::: Dataset content :::
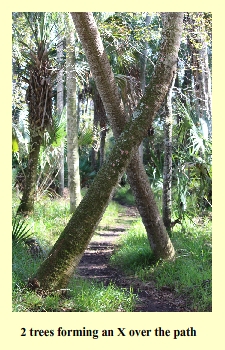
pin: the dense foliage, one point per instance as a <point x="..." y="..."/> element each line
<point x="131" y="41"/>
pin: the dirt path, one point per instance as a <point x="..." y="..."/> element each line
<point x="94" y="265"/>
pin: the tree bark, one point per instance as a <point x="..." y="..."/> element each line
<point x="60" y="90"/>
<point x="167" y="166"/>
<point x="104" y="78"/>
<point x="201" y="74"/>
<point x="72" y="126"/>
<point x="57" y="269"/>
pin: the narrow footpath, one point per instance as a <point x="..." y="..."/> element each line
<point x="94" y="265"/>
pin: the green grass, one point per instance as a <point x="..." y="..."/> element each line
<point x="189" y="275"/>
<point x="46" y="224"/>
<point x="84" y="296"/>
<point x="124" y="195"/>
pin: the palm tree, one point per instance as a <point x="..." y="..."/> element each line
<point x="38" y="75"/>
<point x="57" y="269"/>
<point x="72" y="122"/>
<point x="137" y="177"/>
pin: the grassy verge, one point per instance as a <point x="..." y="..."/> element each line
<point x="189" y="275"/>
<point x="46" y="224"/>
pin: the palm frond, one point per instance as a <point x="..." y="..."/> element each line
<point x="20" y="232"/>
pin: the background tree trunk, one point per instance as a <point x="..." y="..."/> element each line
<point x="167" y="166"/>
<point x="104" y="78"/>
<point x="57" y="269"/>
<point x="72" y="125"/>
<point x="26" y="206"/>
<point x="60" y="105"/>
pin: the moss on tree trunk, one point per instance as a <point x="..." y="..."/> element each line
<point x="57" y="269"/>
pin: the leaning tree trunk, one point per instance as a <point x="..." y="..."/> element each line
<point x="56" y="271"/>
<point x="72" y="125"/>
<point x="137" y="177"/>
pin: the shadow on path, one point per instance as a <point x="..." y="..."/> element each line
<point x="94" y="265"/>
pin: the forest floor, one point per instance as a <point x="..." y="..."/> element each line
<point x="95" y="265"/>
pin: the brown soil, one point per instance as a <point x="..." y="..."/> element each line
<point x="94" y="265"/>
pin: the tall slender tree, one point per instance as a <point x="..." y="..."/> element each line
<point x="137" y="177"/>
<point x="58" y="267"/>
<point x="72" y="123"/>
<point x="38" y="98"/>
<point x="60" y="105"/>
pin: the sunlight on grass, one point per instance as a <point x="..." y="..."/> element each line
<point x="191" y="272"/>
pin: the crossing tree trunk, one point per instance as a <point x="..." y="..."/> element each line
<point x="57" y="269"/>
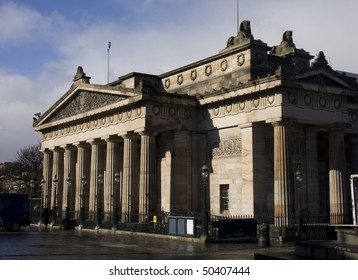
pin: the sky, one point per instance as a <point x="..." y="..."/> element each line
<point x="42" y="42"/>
:::
::: Dataset content :::
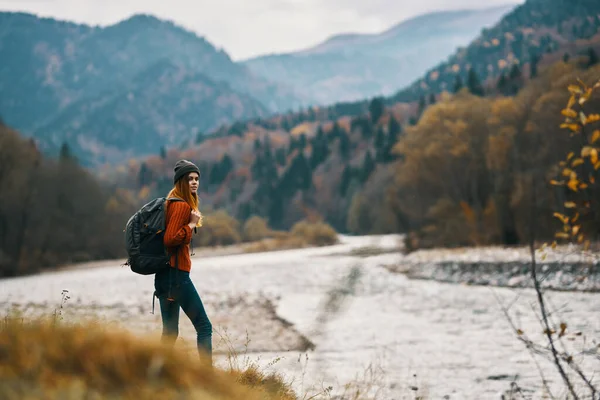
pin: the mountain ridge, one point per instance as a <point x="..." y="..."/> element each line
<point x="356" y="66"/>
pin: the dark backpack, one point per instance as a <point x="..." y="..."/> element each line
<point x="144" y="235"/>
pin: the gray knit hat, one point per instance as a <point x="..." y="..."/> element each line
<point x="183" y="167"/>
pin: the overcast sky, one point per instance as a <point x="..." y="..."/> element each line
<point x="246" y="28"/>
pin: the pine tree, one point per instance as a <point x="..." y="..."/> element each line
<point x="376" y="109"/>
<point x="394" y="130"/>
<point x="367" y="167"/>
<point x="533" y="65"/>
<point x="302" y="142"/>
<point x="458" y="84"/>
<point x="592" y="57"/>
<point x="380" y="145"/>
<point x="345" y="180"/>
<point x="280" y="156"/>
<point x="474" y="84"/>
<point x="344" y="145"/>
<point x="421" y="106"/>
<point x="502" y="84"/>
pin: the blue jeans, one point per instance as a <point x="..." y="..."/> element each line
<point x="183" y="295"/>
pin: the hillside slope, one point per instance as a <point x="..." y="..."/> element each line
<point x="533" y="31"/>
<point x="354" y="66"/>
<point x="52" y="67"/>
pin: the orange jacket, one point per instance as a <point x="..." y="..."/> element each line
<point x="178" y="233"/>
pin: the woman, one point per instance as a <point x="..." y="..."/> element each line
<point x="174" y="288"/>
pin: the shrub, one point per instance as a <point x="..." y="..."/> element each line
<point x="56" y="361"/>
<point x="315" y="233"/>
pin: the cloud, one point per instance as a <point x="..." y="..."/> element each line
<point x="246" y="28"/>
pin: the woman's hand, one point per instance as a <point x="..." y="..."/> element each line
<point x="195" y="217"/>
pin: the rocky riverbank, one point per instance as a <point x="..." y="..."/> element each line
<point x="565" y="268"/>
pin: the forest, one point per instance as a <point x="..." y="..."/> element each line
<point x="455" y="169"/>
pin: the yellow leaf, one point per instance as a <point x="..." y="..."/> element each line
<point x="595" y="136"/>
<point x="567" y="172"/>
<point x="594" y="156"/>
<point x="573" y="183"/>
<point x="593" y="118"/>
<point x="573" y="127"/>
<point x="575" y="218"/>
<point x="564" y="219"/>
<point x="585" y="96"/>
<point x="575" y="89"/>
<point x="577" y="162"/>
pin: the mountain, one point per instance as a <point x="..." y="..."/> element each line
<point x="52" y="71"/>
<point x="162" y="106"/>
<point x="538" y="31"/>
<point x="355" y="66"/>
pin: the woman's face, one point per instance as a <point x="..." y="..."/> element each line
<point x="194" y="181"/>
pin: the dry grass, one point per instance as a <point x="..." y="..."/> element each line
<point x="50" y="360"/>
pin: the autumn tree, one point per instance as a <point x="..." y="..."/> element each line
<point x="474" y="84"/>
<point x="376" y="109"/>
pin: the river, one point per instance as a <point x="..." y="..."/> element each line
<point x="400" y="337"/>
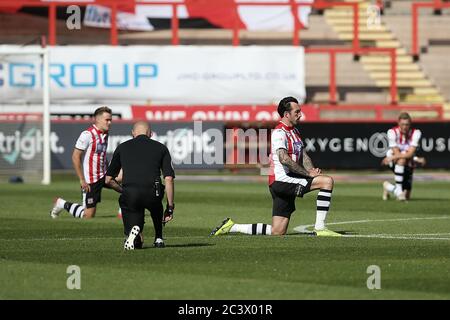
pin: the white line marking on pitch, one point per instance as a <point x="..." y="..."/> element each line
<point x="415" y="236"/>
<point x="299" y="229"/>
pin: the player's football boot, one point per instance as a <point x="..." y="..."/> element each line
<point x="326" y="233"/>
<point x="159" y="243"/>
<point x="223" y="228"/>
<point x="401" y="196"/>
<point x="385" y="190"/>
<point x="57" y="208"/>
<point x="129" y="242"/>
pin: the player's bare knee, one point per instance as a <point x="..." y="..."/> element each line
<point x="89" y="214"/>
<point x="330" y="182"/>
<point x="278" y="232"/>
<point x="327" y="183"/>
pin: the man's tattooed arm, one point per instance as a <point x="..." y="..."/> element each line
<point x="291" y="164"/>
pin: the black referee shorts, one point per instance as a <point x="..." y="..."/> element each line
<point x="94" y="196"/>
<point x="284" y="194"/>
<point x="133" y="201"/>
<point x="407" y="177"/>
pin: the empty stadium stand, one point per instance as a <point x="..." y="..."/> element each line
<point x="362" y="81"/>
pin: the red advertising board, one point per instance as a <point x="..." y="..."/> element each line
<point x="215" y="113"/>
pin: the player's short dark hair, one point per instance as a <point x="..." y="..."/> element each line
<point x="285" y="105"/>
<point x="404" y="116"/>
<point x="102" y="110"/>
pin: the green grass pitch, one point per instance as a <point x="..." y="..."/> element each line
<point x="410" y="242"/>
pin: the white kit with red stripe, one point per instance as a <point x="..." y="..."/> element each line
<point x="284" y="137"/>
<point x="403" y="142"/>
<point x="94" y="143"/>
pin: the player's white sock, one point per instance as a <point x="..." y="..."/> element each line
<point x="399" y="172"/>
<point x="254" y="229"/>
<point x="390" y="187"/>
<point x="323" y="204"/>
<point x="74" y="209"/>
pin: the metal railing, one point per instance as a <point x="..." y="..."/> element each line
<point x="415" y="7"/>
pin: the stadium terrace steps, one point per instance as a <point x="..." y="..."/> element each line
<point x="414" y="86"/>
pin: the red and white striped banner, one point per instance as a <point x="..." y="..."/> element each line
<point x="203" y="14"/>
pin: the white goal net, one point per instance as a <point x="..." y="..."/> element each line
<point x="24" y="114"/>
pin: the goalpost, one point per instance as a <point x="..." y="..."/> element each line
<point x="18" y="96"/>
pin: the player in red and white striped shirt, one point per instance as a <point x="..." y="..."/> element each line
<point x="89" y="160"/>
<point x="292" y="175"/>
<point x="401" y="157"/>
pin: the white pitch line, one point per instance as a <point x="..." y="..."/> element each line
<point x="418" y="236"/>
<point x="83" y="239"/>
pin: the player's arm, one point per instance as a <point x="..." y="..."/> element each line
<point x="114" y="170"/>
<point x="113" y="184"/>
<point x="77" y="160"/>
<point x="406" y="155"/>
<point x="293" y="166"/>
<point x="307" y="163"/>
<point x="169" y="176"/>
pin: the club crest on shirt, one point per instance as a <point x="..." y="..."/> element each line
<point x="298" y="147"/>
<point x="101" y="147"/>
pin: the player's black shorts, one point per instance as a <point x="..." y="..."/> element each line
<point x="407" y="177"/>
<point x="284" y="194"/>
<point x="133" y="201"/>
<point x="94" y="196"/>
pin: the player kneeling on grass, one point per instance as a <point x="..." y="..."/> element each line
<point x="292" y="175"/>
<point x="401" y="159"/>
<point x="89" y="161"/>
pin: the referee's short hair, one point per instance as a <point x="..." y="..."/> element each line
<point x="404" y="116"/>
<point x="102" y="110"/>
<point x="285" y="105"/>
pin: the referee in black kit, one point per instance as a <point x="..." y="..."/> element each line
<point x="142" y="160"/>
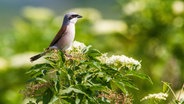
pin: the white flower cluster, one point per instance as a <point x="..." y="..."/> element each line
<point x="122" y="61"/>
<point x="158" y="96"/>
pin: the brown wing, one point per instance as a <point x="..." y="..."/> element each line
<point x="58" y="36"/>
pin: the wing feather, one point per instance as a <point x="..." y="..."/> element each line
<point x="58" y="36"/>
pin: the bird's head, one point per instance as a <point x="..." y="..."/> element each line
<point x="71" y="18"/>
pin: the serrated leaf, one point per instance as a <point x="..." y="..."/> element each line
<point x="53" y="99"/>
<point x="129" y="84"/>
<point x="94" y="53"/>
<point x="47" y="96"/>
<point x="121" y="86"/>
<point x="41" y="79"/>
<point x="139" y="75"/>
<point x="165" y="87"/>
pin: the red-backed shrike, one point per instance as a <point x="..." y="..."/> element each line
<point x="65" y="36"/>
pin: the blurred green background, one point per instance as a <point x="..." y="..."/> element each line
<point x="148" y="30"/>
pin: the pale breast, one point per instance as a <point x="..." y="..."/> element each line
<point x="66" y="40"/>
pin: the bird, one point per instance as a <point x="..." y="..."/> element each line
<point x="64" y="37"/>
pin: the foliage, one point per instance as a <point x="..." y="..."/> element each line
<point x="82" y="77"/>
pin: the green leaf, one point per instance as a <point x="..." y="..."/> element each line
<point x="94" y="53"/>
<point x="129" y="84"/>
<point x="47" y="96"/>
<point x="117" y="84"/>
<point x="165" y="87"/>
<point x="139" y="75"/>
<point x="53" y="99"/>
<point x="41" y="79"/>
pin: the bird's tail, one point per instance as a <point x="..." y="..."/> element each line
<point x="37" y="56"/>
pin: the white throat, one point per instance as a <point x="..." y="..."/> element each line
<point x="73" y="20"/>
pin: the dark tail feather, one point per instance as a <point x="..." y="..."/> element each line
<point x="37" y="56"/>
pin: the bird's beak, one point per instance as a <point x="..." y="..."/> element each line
:::
::: Dataset content :::
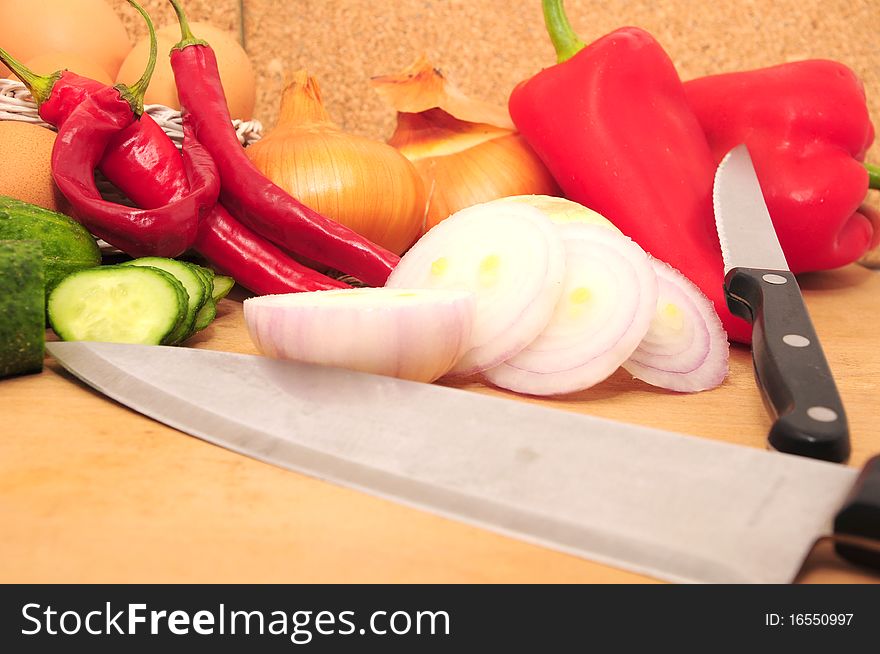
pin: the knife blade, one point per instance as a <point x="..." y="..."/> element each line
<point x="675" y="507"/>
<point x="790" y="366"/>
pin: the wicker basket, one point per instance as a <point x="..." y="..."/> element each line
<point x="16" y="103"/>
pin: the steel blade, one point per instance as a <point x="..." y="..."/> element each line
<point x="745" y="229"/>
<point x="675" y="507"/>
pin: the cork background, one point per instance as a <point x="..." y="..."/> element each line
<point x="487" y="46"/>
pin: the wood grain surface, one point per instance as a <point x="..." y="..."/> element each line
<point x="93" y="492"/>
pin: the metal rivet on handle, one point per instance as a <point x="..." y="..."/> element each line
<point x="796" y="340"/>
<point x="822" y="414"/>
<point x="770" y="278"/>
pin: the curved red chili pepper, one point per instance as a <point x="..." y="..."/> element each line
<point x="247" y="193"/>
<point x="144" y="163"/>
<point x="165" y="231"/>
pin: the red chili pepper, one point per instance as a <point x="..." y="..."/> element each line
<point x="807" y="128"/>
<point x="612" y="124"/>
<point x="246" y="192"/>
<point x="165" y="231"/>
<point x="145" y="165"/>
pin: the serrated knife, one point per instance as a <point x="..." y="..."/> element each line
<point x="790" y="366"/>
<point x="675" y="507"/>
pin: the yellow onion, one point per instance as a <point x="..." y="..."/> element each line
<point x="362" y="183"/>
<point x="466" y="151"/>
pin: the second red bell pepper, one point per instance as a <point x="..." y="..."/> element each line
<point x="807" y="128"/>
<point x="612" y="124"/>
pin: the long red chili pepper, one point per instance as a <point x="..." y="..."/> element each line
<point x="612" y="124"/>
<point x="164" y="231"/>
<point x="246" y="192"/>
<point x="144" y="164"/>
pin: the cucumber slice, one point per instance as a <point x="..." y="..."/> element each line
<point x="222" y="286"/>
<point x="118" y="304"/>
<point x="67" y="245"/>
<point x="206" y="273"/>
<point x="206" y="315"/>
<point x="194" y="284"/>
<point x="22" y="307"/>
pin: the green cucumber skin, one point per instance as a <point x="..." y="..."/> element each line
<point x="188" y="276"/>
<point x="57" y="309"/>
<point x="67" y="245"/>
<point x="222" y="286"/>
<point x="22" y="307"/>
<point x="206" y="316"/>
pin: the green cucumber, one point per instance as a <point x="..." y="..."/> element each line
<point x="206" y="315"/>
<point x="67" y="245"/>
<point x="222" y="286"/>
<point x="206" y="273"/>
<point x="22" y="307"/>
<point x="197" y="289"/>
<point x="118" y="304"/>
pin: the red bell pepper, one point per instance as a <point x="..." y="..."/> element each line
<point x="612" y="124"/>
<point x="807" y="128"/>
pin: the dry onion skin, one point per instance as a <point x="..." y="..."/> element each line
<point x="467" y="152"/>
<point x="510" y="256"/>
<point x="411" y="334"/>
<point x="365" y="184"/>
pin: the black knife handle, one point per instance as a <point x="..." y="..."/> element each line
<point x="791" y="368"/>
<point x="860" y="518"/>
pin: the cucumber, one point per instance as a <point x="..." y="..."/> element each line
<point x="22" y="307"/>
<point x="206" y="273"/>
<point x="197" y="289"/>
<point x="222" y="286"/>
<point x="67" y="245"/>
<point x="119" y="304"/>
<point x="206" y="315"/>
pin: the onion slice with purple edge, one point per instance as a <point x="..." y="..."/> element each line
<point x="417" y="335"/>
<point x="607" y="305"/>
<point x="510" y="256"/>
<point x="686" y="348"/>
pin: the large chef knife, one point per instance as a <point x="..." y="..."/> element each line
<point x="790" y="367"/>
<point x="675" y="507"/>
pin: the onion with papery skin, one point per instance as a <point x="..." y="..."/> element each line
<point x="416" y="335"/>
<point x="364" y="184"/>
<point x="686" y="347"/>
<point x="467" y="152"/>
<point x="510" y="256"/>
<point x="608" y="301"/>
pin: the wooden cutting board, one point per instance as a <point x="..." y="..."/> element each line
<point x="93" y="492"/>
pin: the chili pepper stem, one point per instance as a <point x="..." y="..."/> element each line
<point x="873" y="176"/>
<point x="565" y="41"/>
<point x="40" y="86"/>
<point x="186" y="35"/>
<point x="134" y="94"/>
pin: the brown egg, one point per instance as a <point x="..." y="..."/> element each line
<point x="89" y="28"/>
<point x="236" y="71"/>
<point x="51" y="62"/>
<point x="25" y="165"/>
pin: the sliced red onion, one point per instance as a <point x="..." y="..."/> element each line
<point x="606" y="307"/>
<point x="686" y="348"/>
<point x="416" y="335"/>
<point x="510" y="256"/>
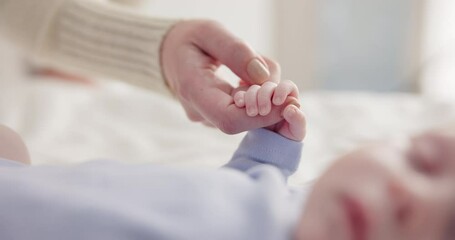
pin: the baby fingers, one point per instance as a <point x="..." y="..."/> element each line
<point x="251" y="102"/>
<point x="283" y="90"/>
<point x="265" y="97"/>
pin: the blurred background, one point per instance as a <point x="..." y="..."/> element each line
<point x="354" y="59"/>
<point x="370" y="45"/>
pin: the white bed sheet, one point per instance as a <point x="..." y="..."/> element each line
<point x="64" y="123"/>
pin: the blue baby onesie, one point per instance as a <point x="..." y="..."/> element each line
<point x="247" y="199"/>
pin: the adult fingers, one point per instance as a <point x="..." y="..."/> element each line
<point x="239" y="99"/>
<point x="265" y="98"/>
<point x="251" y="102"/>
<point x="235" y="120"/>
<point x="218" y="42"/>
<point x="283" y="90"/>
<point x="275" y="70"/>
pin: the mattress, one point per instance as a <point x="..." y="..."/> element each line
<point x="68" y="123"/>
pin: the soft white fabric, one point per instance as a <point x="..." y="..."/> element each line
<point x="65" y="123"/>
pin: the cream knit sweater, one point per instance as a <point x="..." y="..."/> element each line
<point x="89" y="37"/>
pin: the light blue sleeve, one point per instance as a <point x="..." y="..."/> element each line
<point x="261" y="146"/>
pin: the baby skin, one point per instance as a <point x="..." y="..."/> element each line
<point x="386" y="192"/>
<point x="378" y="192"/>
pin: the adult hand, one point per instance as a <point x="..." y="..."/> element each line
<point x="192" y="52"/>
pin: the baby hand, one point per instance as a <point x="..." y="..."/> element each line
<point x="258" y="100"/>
:::
• [Problem to solve]: Which lines in the entries above contain the word "background"? Extract every such line in full, and treat uppercase and lowercase as different.

• [Task result]:
pin: the background tree trunk, one point per instance as a <point x="..." y="..."/> element each line
pin: the blurred green background, one point per instance as a <point x="..." y="..."/> element each line
pin: the cork background, one point per instance as a <point x="..." y="..."/> element each line
pin: the blurred background, one point per instance as a <point x="..." y="..."/> element each line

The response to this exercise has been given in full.